*** Begin section ***
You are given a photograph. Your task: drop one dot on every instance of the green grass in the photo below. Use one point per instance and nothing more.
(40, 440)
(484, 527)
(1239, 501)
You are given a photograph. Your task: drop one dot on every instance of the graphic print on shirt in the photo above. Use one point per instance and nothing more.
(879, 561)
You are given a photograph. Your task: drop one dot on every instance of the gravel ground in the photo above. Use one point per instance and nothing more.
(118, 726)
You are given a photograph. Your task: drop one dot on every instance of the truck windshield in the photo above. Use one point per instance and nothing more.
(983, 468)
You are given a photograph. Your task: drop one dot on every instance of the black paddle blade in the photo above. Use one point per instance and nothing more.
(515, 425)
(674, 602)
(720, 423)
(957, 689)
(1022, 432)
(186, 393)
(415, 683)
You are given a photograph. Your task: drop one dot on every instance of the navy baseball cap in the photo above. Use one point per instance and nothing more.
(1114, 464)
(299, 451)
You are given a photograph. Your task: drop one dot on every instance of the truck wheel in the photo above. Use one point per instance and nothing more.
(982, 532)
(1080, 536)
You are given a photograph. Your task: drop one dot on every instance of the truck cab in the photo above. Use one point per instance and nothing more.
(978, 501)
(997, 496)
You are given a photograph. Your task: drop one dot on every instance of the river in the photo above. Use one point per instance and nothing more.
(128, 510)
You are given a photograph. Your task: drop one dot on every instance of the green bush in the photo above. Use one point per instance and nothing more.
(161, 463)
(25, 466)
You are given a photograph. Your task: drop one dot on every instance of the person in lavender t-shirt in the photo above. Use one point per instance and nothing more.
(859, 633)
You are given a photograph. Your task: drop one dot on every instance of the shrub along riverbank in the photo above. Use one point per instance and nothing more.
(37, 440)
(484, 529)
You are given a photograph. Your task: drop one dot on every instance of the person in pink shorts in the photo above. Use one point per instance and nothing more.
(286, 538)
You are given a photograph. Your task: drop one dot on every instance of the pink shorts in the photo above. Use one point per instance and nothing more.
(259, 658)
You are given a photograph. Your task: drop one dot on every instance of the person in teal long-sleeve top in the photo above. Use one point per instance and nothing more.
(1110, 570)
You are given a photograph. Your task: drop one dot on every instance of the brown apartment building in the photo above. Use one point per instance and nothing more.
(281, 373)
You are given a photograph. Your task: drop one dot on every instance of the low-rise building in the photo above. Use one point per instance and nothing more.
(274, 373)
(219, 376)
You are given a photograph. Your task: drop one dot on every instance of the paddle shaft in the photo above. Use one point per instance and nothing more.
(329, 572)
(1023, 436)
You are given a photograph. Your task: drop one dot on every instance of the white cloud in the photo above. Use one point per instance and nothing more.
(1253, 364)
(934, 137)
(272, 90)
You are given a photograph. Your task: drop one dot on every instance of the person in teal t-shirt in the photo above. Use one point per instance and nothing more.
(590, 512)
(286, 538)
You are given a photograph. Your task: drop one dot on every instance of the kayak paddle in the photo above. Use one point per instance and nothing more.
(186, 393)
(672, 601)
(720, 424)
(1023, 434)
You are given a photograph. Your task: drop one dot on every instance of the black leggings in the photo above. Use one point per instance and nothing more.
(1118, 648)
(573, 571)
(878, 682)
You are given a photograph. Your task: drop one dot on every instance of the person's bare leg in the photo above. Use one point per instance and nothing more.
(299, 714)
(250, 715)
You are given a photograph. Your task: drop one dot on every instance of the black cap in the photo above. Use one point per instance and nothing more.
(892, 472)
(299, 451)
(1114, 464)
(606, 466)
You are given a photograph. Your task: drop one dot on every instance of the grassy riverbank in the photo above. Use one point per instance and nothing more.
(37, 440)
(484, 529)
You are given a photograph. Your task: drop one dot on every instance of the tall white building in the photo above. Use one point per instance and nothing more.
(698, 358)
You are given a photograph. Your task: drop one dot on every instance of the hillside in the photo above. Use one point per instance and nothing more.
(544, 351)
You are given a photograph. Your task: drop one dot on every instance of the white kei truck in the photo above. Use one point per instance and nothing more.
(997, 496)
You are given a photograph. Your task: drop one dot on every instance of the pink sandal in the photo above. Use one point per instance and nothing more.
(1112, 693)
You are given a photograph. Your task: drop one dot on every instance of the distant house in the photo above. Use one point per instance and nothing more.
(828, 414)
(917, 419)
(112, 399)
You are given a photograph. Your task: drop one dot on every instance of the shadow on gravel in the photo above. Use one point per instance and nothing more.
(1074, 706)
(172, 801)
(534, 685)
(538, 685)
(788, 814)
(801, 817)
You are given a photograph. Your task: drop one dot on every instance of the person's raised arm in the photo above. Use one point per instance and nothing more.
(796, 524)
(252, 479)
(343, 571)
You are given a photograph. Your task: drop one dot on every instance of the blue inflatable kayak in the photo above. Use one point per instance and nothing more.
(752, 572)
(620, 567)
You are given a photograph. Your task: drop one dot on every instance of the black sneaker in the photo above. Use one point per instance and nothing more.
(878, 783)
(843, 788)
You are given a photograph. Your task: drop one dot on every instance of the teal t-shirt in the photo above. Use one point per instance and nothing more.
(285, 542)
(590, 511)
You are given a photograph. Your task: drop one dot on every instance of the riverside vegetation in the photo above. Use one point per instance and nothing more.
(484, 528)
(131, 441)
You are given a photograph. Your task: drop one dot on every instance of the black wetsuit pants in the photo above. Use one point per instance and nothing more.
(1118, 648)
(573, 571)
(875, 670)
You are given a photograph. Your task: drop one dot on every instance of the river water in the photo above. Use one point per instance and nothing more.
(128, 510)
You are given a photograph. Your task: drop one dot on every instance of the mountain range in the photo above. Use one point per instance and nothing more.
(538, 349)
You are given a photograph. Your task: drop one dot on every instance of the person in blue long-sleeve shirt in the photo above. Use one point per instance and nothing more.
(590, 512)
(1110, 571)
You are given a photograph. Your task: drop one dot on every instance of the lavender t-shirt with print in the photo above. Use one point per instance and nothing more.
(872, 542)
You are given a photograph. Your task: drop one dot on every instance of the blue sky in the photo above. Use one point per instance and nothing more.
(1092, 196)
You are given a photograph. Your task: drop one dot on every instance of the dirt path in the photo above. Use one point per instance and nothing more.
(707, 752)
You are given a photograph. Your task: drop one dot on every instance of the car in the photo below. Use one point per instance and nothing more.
*** End section ***
#### Exercise directions:
Every line of the listing is to be transcribed exactly.

#### Expected answer:
You are given a photograph. Your task: drop one dot on every instance of the green grass in the photo below. Use one point per instance and nothing more.
(40, 440)
(484, 527)
(1239, 501)
You are given a photograph. Your task: drop one dot on every instance of the graphic print on shirt in the photo above. Use one point per instance and nothing more.
(879, 561)
You are given a photograph. Your task: drop one dot on every instance of the gravel ground in the photo above. Use one point per instance and nothing more.
(118, 726)
You are given a photograph. Your task: drop one dot on every instance of the truck windshield in the photo above. Use one point per instance and nothing more.
(983, 468)
You are given a photograph. Your task: drop one dot on every instance of the black paddle blade in the photo above. Use one point per instance and nothing more.
(515, 425)
(674, 602)
(720, 423)
(957, 689)
(1022, 432)
(186, 393)
(415, 683)
You are given a photograph. Your task: drop one dot on every instance of the navy baseball cap in the photo above. Use one point per instance and nothing more.
(1114, 464)
(299, 451)
You are given a photograph. Your task: drop one dot on every instance of the truck wheel in the photo above. Use one point per instance and nothing more.
(982, 532)
(1080, 536)
You are given a photograph. Your task: drop one dot on every instance of the truck cab in the photo above. Use one point per instance and nothing more.
(978, 501)
(997, 496)
You are given a photograph. Your task: drop one dot on every instance of the river in the photo above. Use one point per instance and nothing more.
(128, 510)
You are given a photograph. Your task: drop one dot on every instance of the green bush in the photo above. Use one point per instance and nothing more.
(161, 463)
(25, 466)
You are given a photograph. Your task: drop one dot on every instance of the person in lavender t-shirt in the photo above. Use one point per instance and nothing more.
(859, 633)
You are given a photograph. Your task: drop one dot on every instance of the shrub along riverbank in the photo above. Use one point per instance and nothing more.
(37, 440)
(484, 529)
You are given a photograph. Your task: drop one dot on every instance of the person in pink shorts in the photo above. Use one point per instance and nothing more.
(286, 538)
You are given a photograph. Your task: drop one dot on every instance of the pink shorts in the photo above. Use one point per instance and nothing more.
(259, 658)
You are given a photograph. Your task: drop one dot on every instance of the person in teal long-sleeve top in the photo above. Use one point per instance and nothing more.
(1110, 570)
You are given a photograph. Your task: drop one dot on every instance of the brown apartment building in the photo above. Use one point per instance and nothing more.
(281, 373)
You are given a photograph. Your task: drop one dot on every instance of the low-rise building in the photo above. Use one point per instance and nothing more.
(274, 373)
(219, 376)
You are given a photograph. Your task: drop one dot on every instance of the paddle shaft in the photo above. Use one point per instance and nothing more.
(329, 572)
(1023, 436)
You are given a photograph. Your task: drop one dot on every instance of the white cloud in the photo above. Use one point per instance and nothing more.
(1253, 364)
(934, 137)
(272, 90)
You are given a photograph. Your task: drop one dot on every instance of the person in teal t-shirt in the photo above. Use one point per instance and nothing more.
(590, 512)
(286, 538)
You are given a photograph. Your task: drop one dot on every instance of the kayak paddle in the photo above. Use one point per instance and nothing more.
(186, 393)
(672, 601)
(720, 424)
(1023, 434)
You are given a photograph. Your task: drop one dot on every instance of the black leggings in the photo above. Use one point per instance and nothing more.
(1118, 648)
(573, 571)
(878, 682)
You are given a photograph. Your task: drop one dot on every instance of the person's bare leg in the photo above. Use one point per instance and nothing more.
(299, 714)
(250, 715)
You are given a photograph. Your task: drop one dot on every instance of the black cap in the photo above. Use one point per instance and nothing more.
(892, 472)
(299, 451)
(1114, 464)
(606, 466)
You are given a photograph. Your task: drop one dot on every instance of the grassy riverbank in the photo above. Use one point per instance and nothing more.
(37, 440)
(484, 529)
You are given a photograph. Your task: drop one dot on every instance of the tall white building in the photo above. Use one point per instance and nothing more.
(698, 358)
You are given a photograph. Your task: drop one dot on every instance of the hillside in the photo above. Use one point per instance and nothing more.
(544, 351)
You are given a photograph. Your task: drop one dot on every instance of the white kei truck in the photo above. Use one point per instance and nothing more.
(997, 496)
You are given a photograph. Your task: drop one dot on every instance of the pink sandal in the photo above. Use one point per instance and nothing more.
(1112, 693)
You are given a photograph. Your task: drop one dot on every instance of the distant house in the photo above. Use one point per instance and nothing more.
(828, 414)
(917, 419)
(112, 399)
You are given a photograph. Your task: drop one dot on every instance of the shadow on gravel in the photo above. Use one point per instance and nothing more.
(1074, 706)
(172, 801)
(534, 685)
(538, 685)
(788, 814)
(801, 817)
You are given a photograph. Your task: drop one dot on every instance of the person's raised arm in the photo above. Use one point per instance and nothing more.
(796, 524)
(252, 479)
(343, 571)
You are given a photograph. Your task: drop one dot on every instance of the blue inflatable kayak in the photo above. Use one point per instance and nothing more.
(752, 572)
(620, 567)
You are given a photograph. Your task: drop one dot on every instance of the black sneaker in the photo above. Use one point per instance and nothing more.
(878, 783)
(843, 788)
You are given a photograph. Your task: drop one dot on every instance of the teal t-shirt in the photo above. Use one point per instance and nothing more.
(285, 542)
(590, 511)
You are given a photograph. Your task: drop one dot on every instance of the riverside vegetation in the photo above. Use one point per instance and nothing more.
(484, 528)
(131, 441)
You are given a photograph. Your task: drop one dot on every instance of the black wetsuit pants in the photo above. Use one point per instance and nothing more.
(1118, 648)
(573, 571)
(875, 670)
You are given a photograph. Your task: drop one dot on every instance of the river water in the photo above. Use one point per instance and nothing more.
(128, 510)
You are given a photograph. Your task: drop one dot on every instance of the mountain range in the photo above. Use one point per instance and nothing more.
(538, 349)
You are given a photograph. Your task: drop one dot on every instance of the person in blue long-sleeve shirt in the photo above. Use one point per instance and nothing more.
(590, 512)
(1110, 571)
You are given a photograph. Your task: drop one dot on every instance of the lavender t-shirt with print in the photo above. Use one point per instance and nothing more.
(872, 542)
You are given a photograph. Your task: drop one dot on every instance of the blue sky in the photo above. Use one point per instance and nothing more.
(1092, 196)
You are given a photograph. Your task: drop one dot on every instance of the dirt path in the photo above. Use one point per instance and nothing more.
(707, 752)
You are given a photograph. Your task: drop one dot on every instance of the car in the photo below. Use one point per instance and nothing more.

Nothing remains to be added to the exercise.